### Provided passage ###

Wednesday 9 June 2010

Joanna Newsom - Have One On Me

Joanna Newsom is one of those artists that people get evangelical about. I have tried in the past to get enthusiastic about her, and perhaps it was just the wrong timing when she released her album Ys to wide critical acclaim. There was something just a bit pretentious about the idea of a modern/medieval harp/pop crossover artist who, if we're being honest, sounded a bit like a cat when she sang. I can put it in those flippant terms now, not because I have dismissed her for good but because, with the release of her latest 3 CD album, I have, in a sense, been converted. Newsom is a unique artist and the two hours of music that make up Have One On Me are filled with treasures and moments of magic.

Part of the reason for my Damascene conversion is the voice. In 2009 Newsom developed nodules on her vocal chords, words that strike terror into anyone who relies on their voice to make a living. Forbidden to speak, sing or even cry for two months, she had to develop a new method of singing in her recovery and as a result has found a voice far more soothing and welcoming to any first-time listeners (Kate Bush immediately springs to mind). I cannot hope to give a thorough enough review of a triple CD album here, especially one which contains such complex lyrics and musicianship, but I think the main thrust of what I want to say is that the converted don't need preaching to but those, like me, who have often wondered will find an absorbing experience that reveals subtle shifts of mood, long tracks that contain multiple themes without outstaying their welcome and a voice that no longer sounds like a witch and her cat rolled into one.

### Record set ###

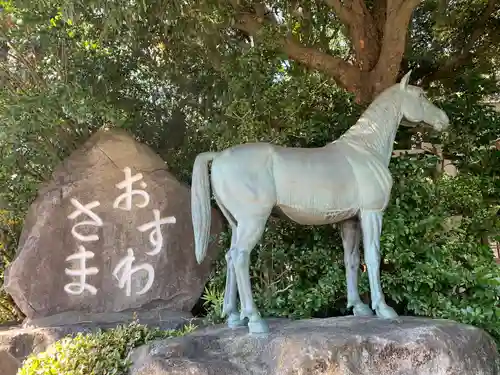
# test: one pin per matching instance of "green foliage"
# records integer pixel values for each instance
(99, 353)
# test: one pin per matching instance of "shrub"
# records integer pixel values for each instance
(98, 353)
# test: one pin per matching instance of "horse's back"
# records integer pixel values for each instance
(315, 185)
(242, 179)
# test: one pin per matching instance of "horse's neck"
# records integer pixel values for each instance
(376, 128)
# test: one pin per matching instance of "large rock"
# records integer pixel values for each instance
(16, 344)
(335, 346)
(84, 219)
(36, 335)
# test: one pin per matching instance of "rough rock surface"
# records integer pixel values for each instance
(36, 335)
(335, 346)
(43, 281)
(157, 317)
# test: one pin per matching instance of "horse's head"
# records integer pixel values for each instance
(416, 107)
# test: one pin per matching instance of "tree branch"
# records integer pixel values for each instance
(466, 52)
(398, 16)
(362, 30)
(345, 74)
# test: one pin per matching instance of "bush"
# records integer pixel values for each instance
(99, 353)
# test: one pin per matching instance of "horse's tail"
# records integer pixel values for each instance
(200, 204)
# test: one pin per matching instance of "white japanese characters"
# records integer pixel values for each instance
(127, 272)
(77, 287)
(155, 237)
(130, 192)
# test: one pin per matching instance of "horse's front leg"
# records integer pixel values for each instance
(230, 308)
(248, 234)
(371, 223)
(350, 232)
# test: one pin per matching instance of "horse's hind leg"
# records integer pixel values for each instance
(371, 222)
(350, 232)
(249, 232)
(230, 307)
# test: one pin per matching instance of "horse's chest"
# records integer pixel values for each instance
(374, 181)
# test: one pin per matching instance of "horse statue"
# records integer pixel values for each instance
(346, 181)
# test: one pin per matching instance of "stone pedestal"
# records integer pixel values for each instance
(335, 346)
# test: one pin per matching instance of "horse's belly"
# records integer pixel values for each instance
(322, 192)
(306, 216)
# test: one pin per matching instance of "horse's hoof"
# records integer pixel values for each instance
(386, 312)
(258, 326)
(362, 309)
(234, 321)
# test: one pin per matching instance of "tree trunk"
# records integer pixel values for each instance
(378, 38)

###

Directive:
Please answer these questions using the album review:
1. Which earlier Joanna Newsom album drew wide critical acclaim?
2. In what year did Newsom develop nodules on her vocal chords?
3. For how long was she forbidden to speak, sing or even cry?

The completed task:
1. Ys
2. 2009
3. Two months